▶ Goal of the exercise: All of the material should be reproduced exactly, with pictures left out.

▶ Raw records:

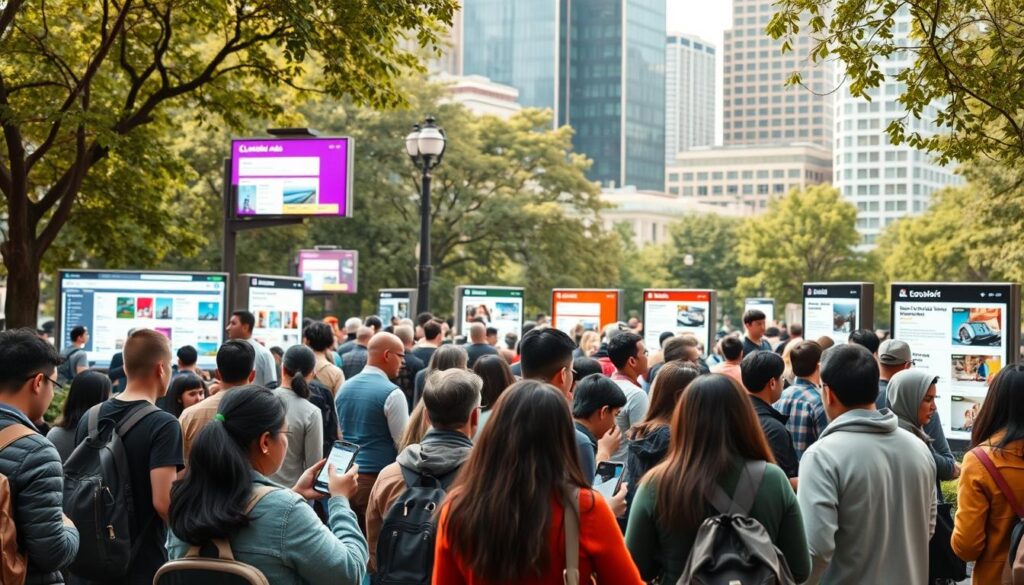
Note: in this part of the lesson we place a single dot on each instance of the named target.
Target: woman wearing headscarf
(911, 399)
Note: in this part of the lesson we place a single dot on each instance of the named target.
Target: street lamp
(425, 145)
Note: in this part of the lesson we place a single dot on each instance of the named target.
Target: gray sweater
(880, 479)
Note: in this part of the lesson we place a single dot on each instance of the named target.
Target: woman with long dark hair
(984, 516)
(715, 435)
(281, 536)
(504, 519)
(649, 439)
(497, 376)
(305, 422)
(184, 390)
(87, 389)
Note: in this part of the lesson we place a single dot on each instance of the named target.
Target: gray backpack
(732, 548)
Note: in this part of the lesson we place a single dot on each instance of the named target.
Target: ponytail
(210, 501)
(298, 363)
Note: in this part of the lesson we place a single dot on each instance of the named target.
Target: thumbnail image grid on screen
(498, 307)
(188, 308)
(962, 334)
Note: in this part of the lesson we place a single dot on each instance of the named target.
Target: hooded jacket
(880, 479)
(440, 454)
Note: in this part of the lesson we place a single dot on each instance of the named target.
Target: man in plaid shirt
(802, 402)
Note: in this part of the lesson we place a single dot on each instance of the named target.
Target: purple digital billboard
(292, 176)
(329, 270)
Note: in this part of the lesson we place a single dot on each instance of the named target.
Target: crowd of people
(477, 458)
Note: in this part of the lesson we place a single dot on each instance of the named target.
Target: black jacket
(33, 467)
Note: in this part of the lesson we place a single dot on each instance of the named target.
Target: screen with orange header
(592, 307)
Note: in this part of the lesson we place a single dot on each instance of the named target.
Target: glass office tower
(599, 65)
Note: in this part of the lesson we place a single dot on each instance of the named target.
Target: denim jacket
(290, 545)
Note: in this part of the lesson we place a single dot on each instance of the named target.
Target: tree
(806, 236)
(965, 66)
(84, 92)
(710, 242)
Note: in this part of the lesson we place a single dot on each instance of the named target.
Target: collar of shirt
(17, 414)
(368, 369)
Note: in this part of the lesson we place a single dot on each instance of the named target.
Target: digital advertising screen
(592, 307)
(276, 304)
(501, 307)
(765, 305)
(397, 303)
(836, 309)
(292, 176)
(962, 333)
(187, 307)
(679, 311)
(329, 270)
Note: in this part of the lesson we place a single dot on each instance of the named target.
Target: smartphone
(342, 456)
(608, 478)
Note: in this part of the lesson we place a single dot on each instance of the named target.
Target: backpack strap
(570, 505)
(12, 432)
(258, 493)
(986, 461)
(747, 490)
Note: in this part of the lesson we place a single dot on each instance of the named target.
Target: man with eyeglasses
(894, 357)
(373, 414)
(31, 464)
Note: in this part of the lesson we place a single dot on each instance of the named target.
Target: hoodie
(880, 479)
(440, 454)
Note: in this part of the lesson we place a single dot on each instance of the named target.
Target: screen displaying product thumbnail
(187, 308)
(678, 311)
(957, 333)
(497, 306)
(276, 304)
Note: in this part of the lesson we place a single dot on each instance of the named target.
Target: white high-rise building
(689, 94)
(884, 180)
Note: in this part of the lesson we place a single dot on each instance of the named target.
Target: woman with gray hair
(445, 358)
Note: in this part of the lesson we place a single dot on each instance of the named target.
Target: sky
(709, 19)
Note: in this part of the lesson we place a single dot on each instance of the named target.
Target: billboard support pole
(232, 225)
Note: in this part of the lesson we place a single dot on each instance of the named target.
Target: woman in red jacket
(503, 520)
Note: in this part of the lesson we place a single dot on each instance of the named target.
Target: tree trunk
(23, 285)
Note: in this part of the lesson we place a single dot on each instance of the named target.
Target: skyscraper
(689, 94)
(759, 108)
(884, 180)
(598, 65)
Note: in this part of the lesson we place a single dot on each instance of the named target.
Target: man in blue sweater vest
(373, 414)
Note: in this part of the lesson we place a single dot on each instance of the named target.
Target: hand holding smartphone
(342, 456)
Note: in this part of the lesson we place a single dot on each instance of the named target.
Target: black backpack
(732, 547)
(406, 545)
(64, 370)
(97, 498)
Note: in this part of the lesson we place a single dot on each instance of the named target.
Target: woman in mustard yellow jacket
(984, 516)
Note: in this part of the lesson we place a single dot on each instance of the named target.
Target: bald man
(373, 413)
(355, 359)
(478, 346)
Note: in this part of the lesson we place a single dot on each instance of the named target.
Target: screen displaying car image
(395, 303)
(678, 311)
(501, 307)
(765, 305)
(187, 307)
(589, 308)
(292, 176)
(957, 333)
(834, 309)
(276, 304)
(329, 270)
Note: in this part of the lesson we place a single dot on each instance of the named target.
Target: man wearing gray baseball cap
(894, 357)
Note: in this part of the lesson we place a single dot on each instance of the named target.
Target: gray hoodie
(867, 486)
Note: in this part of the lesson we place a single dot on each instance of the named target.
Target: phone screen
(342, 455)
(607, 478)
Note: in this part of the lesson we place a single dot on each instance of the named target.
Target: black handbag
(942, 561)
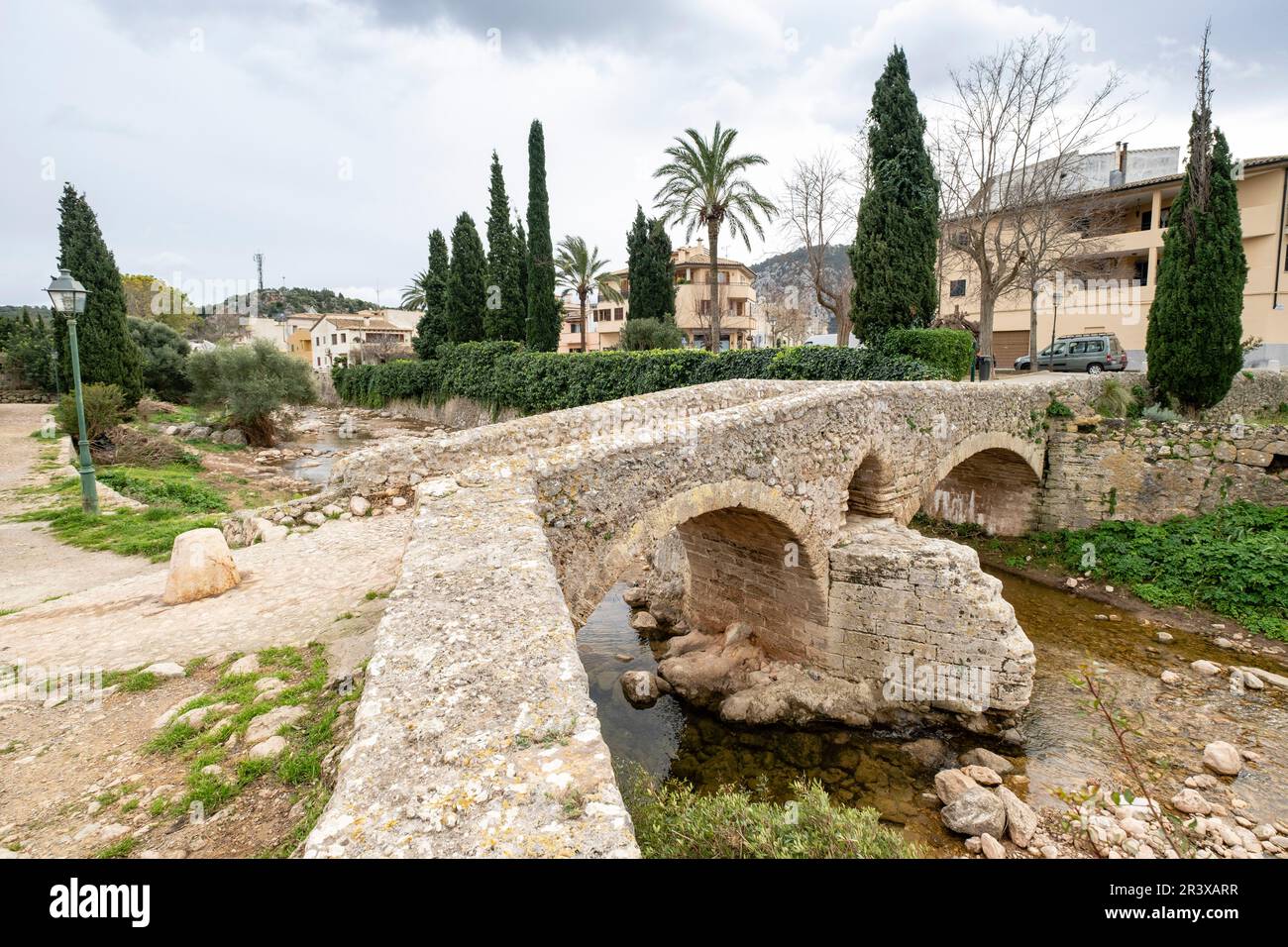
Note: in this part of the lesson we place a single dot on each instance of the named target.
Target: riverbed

▶ Task response:
Note: in this part of the lesson we place a single dot on each instance of the named target.
Target: woman wearing headscarf
(911, 399)
Note: in this part of the lesson we place a single dot on each instance of the named target.
Target: street lamp
(425, 145)
Note: in this part of the lesson we place a single dot on each instance of the named target.
Target: gray sweater
(880, 479)
Note: in this part of the lesson we place a single dot on each instance of the named target.
Target: woman with long dark hair
(984, 516)
(715, 435)
(281, 536)
(504, 519)
(649, 439)
(497, 376)
(305, 422)
(184, 390)
(87, 389)
Note: in this part of the lesson we place a single dot on each instance of the named target.
Target: gray backpack
(732, 548)
Note: in this part of the lesson we place a single dot on each instance of the named target.
Target: ponytail
(210, 501)
(298, 363)
Note: in this part of the lesson we place a single dot on each instance of the named target.
Target: thumbnail image grid on screen
(498, 307)
(188, 308)
(962, 334)
Note: in this part of the lesson we place a single dot on each instance of the named target.
Target: hooded jacket
(880, 479)
(440, 454)
Note: in this part of the lesson we place a single dot on each instance of the named target.
Target: man in plaid shirt
(802, 402)
Note: in this part of the lesson we place a single dot on each instance of the named target.
Target: purple digital billboard
(292, 176)
(329, 270)
Note: in this part of the lesson we place a single dot on each instance of the named target.
Target: crowd of people
(477, 458)
Note: in this part of the lesson we place a single dot on each instance of the named target.
Target: black jacket
(33, 467)
Note: in this part of the lesson we place a single dot on each instance of the named target.
Target: screen with orange header
(592, 307)
Note: in this part of the lesson we place a single dot on each instance of the named target.
Target: glass office tower
(599, 65)
Note: in this part of the lesson we place a single dot on each instance of the named target.
Target: denim jacket
(290, 545)
Note: in this part of the lesson we place a single dot on each instance of the named target.
Target: tree
(806, 236)
(965, 66)
(84, 92)
(710, 242)
Note: in this part of the lesson we place a single dot on each instance of the named target.
Target: collar of shirt
(17, 414)
(368, 369)
Note: in this part of the lesson we place a single dot on each instance of the named target.
Target: digital advertising screen
(592, 307)
(276, 304)
(501, 307)
(765, 305)
(397, 303)
(836, 309)
(292, 176)
(962, 333)
(187, 307)
(679, 311)
(329, 270)
Note: in this part of the lesson we place a single dot on each instance of the named target.
Target: smartphone
(342, 456)
(608, 478)
Note: in this part of the lesson we place a single dot on each instance of the named target.
Target: backpack strap
(570, 505)
(12, 432)
(258, 493)
(986, 461)
(747, 490)
Note: in this part of the lesson we place a single dot on each instance of the named target.
Target: man with eyeglasses
(894, 357)
(373, 414)
(31, 464)
Note: in this part of the lesson we place a single dot on each instance of the named target.
Target: hoodie
(880, 479)
(440, 454)
Note: in this part of the lesson we place a single dot on each instance of the named target.
Target: screen displaying product thumbnail
(187, 308)
(678, 311)
(957, 333)
(497, 306)
(276, 304)
Note: in this part of the lesson we place a single dot on each instance of the named target.
Target: white high-rise building
(689, 94)
(884, 180)
Note: in this part of the lesson we place a single dot on each instance of the named target.
Target: woman with gray hair
(445, 358)
Note: in this part of the lesson we place a single dot on each instance of the named target.
Target: sky
(709, 19)
Note: in this part of the lesson we place a single dot on each instance of the named target.
Target: billboard support pole
(232, 225)
Note: in this part of the lesson we place a single dot on each instance of the named target.
Target: woman in red jacket
(503, 520)
Note: in this part of the lesson we place a single dot on each instance of the named target.
Target: tree trunk
(23, 285)
Note: in this part of the lesson we place a single dot on each instance of the named target.
Target: skyscraper
(689, 94)
(759, 108)
(884, 180)
(598, 65)
Note: in this part of the lesson we place a single dot on each instance of the named target.
Target: man in blue sweater vest
(373, 414)
Note: in this part of the lesson we place a single dot on each instance of the named target.
Target: hand holding smartphone
(342, 456)
Note: in this part of the lesson we place a single dot on each instance of the named target.
Target: black backpack
(732, 547)
(406, 545)
(64, 370)
(97, 498)
Note: in this part of the lesson we place a single dot on each instance of the named target.
Target: woman in mustard yellow jacket
(984, 516)
Note: in this part of the lesson we place a single dot on each instance of the named target.
Target: bald man
(373, 413)
(355, 359)
(478, 346)
Note: in this part of the lesson we place a single dot on each instance of the named target.
Target: screen displaying car image
(395, 303)
(678, 311)
(501, 307)
(765, 305)
(187, 307)
(589, 308)
(292, 176)
(957, 333)
(834, 309)
(276, 304)
(329, 270)
Note: in this part of the lesson we place a single dot on each instance of the named target.
Target: man wearing gray baseball cap
(894, 357)
Note: in this part of the lesson we place a single dot on each instance of the named target.
Target: gray hoodie
(867, 486)
Note: in this part of the lesson we place a single dot on each instance of the named target.
Target: phone screen
(342, 455)
(607, 478)
Note: in this part of the lesson we place a single dot on each instance of the named target.
Target: black handbag
(942, 561)
Note: in this part of the lesson we place a single dot on each instance of the named target.
Target: riverbed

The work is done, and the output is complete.